What the task requires: Reproduce word for word the line holding "for white toilet" and all lines after it in the data, through the end, leaving out pictures.
*** Block opens ***
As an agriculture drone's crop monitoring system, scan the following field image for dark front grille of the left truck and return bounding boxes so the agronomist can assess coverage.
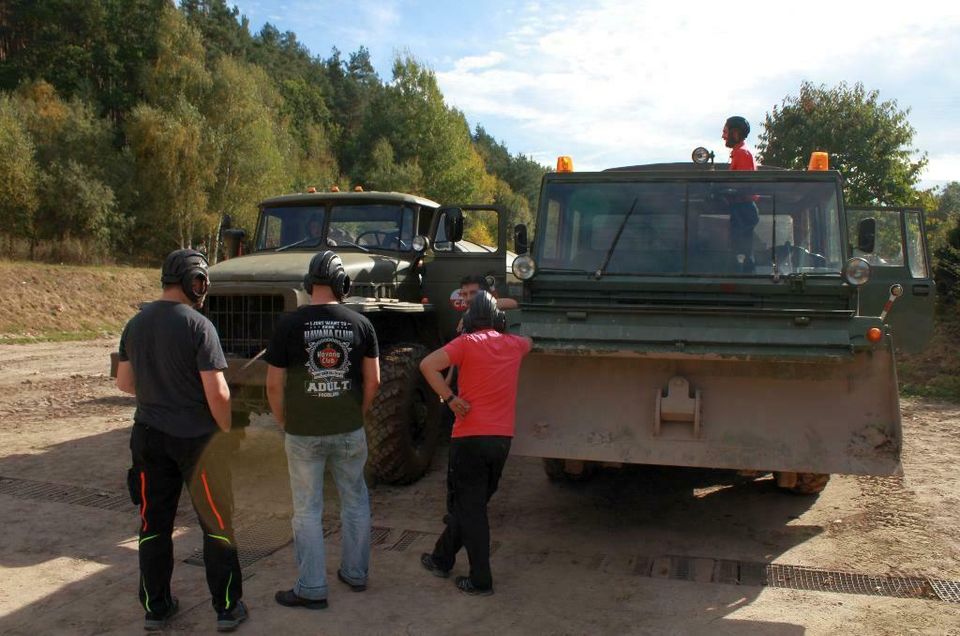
[205,295,283,358]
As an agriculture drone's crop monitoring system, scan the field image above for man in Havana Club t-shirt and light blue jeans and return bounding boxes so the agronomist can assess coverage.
[266,251,380,609]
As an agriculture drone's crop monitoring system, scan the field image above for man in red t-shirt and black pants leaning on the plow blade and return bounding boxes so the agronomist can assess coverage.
[420,291,533,596]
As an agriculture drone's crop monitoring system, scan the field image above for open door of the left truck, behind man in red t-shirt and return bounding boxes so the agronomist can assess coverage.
[423,205,508,340]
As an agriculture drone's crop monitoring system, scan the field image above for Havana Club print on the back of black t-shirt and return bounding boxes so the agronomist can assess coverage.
[303,320,353,398]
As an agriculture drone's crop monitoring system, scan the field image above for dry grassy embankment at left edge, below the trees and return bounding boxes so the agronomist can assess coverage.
[0,261,160,344]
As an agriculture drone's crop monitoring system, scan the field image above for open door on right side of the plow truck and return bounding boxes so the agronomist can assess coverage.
[847,207,936,353]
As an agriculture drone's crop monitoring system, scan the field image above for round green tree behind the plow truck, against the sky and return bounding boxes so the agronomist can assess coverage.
[757,82,927,205]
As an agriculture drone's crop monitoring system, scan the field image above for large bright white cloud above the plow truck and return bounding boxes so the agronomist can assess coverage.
[437,0,960,171]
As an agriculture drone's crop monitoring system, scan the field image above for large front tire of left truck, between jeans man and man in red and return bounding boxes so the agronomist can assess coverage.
[365,344,440,484]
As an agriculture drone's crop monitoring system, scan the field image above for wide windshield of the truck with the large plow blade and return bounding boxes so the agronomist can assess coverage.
[536,179,842,276]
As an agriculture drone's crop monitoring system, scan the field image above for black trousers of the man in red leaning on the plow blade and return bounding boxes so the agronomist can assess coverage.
[433,435,511,590]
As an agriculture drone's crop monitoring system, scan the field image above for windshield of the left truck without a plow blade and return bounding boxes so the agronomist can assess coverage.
[256,203,414,251]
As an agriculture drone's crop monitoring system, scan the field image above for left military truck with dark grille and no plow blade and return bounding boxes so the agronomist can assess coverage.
[203,192,512,483]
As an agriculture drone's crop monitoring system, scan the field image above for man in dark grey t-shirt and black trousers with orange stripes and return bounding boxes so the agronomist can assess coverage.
[117,250,247,631]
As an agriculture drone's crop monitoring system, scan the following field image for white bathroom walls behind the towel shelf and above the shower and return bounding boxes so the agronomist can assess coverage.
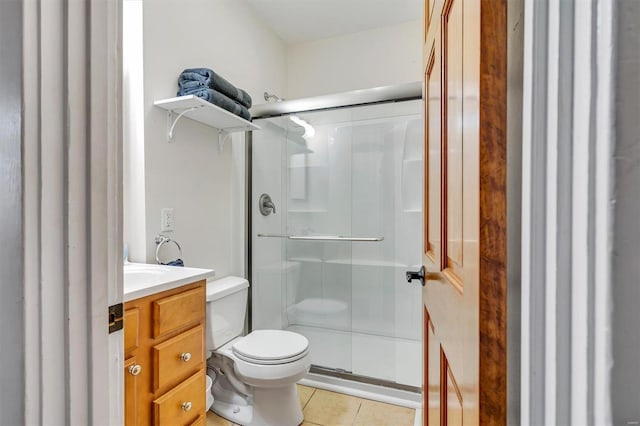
[124,5,421,276]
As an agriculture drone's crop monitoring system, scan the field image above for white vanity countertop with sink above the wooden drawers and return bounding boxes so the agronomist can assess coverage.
[124,262,216,302]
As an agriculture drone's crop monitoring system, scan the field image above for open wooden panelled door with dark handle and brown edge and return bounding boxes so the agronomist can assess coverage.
[423,0,507,426]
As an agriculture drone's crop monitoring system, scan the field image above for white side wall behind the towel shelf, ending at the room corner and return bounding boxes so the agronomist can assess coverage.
[125,0,286,276]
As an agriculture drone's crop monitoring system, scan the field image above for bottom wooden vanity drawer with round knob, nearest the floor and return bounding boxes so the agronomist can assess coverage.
[153,370,206,426]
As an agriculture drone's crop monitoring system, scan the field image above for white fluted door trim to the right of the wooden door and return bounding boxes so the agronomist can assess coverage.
[521,0,615,425]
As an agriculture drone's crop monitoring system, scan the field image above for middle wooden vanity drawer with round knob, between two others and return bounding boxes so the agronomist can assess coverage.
[152,325,204,392]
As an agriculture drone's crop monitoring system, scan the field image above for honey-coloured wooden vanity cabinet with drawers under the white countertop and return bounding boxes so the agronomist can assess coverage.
[124,280,206,426]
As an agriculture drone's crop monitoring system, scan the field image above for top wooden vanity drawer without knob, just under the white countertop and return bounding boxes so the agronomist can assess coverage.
[153,286,206,339]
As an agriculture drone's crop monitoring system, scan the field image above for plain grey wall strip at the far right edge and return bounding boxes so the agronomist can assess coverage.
[611,0,640,425]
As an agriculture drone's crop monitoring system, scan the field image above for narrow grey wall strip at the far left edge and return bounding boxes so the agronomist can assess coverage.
[0,1,23,424]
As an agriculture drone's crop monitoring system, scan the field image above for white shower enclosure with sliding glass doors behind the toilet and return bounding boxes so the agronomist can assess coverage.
[250,85,424,391]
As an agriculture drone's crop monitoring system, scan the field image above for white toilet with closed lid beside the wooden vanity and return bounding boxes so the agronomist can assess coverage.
[207,277,311,426]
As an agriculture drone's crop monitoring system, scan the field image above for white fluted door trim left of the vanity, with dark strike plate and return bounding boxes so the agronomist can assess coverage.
[22,0,123,425]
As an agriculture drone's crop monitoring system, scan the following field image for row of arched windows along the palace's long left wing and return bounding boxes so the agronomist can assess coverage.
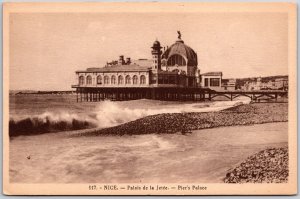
*** Block closes ***
Solution to the exercise:
As an agriculture drone's crop monitoring system, scan the field image above for white toilet with closed lid beside the wooden vanity and return bounding boxes so the agronomist can assess coverage.
[207,277,311,426]
As an agriculture drone's crop monitoring system, scan the field image above for white fluted door trim left of the vanity, with dark strike plate and return bounding boxes so the agronomist can assess coverage.
[22,0,123,425]
As an agriculture drone's crop monitoring system, scan the following field image for row of arched windows along the palace's long left wing and return bounding boxes so the agronomist can assess coverage.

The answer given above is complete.